Outline records for named regions

-- begin --

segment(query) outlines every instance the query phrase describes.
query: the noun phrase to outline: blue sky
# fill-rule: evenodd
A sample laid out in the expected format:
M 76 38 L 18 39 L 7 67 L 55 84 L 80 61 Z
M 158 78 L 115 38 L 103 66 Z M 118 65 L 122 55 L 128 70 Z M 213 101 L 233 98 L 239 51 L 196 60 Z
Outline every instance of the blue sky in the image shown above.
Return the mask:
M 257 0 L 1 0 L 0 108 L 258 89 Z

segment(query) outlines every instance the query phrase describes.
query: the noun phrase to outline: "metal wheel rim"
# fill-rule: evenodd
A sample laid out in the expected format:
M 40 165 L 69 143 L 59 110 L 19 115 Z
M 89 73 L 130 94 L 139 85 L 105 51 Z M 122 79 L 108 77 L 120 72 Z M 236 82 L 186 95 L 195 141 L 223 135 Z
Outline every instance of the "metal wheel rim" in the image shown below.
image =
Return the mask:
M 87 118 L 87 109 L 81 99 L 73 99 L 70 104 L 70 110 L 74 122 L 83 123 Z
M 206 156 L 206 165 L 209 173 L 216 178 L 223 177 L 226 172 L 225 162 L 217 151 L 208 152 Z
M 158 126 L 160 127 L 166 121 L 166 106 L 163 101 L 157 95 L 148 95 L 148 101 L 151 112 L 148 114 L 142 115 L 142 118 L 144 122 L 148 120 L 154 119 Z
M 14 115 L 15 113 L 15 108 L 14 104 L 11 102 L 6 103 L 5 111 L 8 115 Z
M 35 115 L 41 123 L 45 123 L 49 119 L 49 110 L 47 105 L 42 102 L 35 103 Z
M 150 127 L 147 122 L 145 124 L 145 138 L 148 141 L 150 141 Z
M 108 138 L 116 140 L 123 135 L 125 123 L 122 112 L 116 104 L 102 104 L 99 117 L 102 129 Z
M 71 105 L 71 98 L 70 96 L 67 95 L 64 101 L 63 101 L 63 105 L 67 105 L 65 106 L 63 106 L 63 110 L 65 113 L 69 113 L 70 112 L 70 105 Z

-- end --

▶ Instructions for the task
Lay out every line of the listing above as a numbered list, leaving out the blank lines.

▶ Problem solution
1. segment(query) outlines every instance the query phrase describes.
2. query: the noun phrase to outline: blue sky
3. # fill-rule: evenodd
4. A sample laid out in the expected format:
5. M 76 38 L 18 39 L 7 67 L 55 84 L 80 61 Z
6. M 158 78 L 115 38 L 103 66 Z M 118 65 L 122 55 L 128 70 Z M 213 101 L 233 98 L 239 51 L 196 60 Z
7. Outline every instance of the blue sky in the image shown above.
8. Return the mask:
9. M 257 0 L 1 0 L 0 108 L 258 89 Z
10. segment(query) outlines every instance the query phrase describes.
11. query: the noun phrase to outline: "metal wheel rim"
12. # fill-rule: evenodd
13. A sample laid out in the expected format:
14. M 40 165 L 69 143 L 59 110 L 19 115 Z
15. M 89 73 L 130 94 L 139 85 L 105 51 Z M 122 79 L 108 77 L 120 72 Z M 236 82 L 186 95 L 195 141 L 223 135 Z
16. Outline every instance of the "metal wheel rim" in the image shown below.
17. image =
18. Return the mask:
19. M 87 118 L 87 109 L 81 99 L 73 99 L 70 104 L 70 110 L 74 122 L 83 123 Z
20. M 206 156 L 206 165 L 209 173 L 216 178 L 223 177 L 226 172 L 225 162 L 217 151 L 208 152 Z
21. M 158 126 L 160 127 L 166 121 L 166 106 L 163 101 L 157 95 L 148 95 L 148 101 L 151 112 L 148 114 L 142 115 L 142 118 L 144 122 L 148 120 L 154 119 Z
22. M 14 115 L 15 113 L 15 108 L 14 104 L 11 102 L 6 103 L 5 111 L 8 115 Z
23. M 35 115 L 41 123 L 45 123 L 49 119 L 49 110 L 47 105 L 42 102 L 35 103 Z
24. M 150 127 L 147 122 L 145 124 L 145 138 L 148 141 L 150 141 Z
25. M 108 138 L 116 140 L 123 135 L 125 123 L 122 112 L 116 104 L 102 104 L 99 117 L 102 129 Z
26. M 71 105 L 71 98 L 70 96 L 67 95 L 64 101 L 63 101 L 63 105 L 67 105 L 65 106 L 63 106 L 63 110 L 65 113 L 69 113 L 70 112 L 70 105 Z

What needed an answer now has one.